Source extract
=======
By definition the word Hades is "the region of departed spirits of the lost (but including the blessed dead in periods preceding the ascension of Christ)."
The early church fathers commented on Hades. One Ante-Nicene father commented:
This is the torment compartment of Sheol-Hades where wicked souls have always gone and will always go until the end of the Millennium.... Hades is a place in the created system, rude, a locality beneath the earth, in which the light of the world does not shine; and as the sun does not shine in this locality, there must necessarily be perpetual darkness there.
The third word, tartaroo , is a Greek word translated as "hell" and found in only one place:
For if God did not spare the angels who sinned, but cast them down to hell and delivered them into chains of darkness, to be reserved for judgment...
=======
Listed records
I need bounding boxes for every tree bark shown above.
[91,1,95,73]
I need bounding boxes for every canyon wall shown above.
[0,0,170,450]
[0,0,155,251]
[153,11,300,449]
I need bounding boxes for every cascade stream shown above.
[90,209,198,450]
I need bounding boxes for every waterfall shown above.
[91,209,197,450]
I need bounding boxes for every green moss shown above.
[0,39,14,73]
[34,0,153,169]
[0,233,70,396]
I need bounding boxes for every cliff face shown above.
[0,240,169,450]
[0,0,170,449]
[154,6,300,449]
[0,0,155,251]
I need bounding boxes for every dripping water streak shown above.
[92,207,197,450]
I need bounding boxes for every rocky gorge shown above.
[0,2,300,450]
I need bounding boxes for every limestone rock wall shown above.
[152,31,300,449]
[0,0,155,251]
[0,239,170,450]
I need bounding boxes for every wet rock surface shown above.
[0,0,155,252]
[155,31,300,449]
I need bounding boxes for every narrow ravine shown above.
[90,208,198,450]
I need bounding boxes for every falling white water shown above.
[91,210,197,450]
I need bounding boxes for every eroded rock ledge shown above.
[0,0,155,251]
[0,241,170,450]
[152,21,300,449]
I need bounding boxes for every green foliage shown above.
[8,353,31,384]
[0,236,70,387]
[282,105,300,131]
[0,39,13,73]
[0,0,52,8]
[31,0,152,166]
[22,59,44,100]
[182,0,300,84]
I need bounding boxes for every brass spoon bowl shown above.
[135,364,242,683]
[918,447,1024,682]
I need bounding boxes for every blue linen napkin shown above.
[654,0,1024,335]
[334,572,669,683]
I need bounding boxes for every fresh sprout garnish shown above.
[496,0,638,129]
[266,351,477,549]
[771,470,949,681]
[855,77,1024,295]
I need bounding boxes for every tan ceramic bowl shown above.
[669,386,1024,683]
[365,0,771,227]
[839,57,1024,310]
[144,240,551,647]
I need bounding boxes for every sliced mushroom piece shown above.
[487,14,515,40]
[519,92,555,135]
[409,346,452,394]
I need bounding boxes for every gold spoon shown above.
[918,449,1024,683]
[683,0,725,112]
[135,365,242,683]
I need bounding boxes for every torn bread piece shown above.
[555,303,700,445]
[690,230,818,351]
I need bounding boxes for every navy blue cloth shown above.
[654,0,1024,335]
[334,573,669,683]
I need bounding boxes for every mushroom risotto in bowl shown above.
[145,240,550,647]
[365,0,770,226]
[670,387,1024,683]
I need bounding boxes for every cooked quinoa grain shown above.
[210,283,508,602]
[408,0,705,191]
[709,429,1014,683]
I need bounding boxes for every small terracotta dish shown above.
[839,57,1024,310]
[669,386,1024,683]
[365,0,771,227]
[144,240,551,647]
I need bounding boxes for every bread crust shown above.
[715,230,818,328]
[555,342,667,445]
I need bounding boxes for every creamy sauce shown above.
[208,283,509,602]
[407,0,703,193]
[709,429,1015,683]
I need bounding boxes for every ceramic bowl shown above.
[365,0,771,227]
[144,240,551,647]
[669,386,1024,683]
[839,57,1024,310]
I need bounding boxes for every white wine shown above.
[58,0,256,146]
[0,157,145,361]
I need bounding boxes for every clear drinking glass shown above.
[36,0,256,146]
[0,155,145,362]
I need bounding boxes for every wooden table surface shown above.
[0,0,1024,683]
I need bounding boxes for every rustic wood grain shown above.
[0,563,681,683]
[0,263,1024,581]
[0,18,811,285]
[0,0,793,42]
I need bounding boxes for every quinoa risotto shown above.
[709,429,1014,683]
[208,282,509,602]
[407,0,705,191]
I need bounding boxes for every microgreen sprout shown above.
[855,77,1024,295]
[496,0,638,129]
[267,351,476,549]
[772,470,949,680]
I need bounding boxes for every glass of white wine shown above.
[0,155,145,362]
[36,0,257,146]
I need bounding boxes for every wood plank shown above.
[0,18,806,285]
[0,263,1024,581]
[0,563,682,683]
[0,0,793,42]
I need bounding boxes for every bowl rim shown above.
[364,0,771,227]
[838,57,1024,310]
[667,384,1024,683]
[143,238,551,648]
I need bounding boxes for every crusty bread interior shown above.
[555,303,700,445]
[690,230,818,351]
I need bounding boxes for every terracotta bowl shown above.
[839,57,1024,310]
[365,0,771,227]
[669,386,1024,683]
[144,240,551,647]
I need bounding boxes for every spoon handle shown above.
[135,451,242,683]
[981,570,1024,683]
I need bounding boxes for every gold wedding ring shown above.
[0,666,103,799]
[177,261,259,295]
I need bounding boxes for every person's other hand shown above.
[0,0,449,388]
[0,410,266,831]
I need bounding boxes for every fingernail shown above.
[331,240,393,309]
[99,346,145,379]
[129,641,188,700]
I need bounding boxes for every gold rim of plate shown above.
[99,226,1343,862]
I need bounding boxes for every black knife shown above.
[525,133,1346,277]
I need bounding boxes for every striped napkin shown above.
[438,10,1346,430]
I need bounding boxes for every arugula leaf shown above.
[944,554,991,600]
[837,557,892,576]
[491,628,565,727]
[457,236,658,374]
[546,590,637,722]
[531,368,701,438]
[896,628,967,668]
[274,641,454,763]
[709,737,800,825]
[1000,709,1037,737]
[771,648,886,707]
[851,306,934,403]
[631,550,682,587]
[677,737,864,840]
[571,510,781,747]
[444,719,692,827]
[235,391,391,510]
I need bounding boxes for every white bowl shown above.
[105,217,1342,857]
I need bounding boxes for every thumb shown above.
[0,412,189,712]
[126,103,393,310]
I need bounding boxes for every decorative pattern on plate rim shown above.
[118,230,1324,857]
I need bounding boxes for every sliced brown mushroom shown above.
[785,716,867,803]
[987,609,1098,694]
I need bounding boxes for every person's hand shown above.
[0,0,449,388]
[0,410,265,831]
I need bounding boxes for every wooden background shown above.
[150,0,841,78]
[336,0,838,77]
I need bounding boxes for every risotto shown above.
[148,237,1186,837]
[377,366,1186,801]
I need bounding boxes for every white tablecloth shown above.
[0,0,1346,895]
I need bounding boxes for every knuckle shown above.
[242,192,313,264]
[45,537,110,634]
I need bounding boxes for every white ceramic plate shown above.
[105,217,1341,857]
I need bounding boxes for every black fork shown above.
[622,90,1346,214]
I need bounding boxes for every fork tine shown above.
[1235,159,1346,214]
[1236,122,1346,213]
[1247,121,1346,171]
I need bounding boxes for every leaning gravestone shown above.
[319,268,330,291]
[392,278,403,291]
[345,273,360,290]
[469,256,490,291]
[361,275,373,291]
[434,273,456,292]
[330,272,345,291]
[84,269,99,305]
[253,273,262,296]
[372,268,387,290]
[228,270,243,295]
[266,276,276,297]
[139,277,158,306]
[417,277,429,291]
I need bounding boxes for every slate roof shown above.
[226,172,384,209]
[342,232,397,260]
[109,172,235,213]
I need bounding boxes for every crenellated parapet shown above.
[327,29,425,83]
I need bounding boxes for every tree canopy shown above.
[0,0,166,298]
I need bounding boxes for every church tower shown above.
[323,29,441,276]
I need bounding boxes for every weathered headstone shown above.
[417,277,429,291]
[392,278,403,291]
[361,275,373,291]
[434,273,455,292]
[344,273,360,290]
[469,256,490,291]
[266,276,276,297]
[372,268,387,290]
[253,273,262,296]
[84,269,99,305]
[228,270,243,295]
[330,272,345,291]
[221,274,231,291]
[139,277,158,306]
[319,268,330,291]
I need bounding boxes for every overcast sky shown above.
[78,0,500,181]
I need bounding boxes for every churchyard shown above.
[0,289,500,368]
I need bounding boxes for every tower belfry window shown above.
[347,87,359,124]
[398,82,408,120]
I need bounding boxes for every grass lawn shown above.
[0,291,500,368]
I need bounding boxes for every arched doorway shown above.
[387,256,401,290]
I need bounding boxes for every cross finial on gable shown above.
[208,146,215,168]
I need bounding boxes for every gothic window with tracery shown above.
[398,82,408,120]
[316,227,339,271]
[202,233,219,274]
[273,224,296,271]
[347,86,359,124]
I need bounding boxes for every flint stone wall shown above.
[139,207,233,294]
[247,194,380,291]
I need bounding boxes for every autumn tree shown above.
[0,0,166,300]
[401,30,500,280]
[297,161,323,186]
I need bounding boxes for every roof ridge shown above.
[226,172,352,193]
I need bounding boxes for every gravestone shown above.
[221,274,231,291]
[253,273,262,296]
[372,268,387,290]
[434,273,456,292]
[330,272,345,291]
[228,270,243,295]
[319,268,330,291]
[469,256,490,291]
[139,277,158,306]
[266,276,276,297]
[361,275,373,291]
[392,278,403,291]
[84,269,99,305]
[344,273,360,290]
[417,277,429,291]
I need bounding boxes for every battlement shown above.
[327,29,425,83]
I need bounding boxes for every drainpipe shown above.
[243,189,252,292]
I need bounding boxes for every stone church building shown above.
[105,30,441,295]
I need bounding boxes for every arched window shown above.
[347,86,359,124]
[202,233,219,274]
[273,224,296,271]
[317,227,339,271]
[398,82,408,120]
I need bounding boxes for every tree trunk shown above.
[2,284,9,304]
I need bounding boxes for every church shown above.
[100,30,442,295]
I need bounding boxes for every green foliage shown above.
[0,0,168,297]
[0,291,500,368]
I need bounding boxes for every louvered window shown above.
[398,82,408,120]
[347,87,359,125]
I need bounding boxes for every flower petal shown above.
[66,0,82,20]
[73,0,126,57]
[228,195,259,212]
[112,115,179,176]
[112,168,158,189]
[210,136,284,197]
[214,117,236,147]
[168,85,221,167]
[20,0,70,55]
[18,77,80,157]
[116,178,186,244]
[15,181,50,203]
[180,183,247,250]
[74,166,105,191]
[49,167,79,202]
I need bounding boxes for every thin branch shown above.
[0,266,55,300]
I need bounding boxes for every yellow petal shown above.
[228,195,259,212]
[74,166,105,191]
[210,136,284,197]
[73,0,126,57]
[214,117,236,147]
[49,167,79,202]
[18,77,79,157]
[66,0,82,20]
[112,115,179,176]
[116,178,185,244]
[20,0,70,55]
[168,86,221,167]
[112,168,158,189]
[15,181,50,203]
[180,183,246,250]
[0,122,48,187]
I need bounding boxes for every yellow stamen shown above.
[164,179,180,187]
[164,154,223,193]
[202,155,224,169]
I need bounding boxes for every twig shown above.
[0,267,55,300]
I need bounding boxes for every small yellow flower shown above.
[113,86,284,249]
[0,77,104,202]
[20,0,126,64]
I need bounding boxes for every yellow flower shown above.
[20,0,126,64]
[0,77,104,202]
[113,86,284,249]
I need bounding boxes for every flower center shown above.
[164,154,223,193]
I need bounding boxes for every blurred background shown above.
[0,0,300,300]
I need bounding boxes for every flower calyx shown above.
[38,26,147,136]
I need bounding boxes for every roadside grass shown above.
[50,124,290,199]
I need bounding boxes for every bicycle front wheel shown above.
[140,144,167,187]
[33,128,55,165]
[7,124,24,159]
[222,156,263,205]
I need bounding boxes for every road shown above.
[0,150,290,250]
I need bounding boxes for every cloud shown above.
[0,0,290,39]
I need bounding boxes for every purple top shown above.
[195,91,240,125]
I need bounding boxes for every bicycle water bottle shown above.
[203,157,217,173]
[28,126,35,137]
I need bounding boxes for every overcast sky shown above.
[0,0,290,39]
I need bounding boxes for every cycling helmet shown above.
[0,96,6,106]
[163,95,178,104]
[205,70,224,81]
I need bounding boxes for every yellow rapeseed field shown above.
=======
Work to complete
List each thing that the closing quotation of the text on Hades says about what happened to the angels who sinned.

Answer to this task
- God did not spare them.
- God cast them down to hell.
- God delivered them into chains of darkness.
- They are to be reserved for judgment.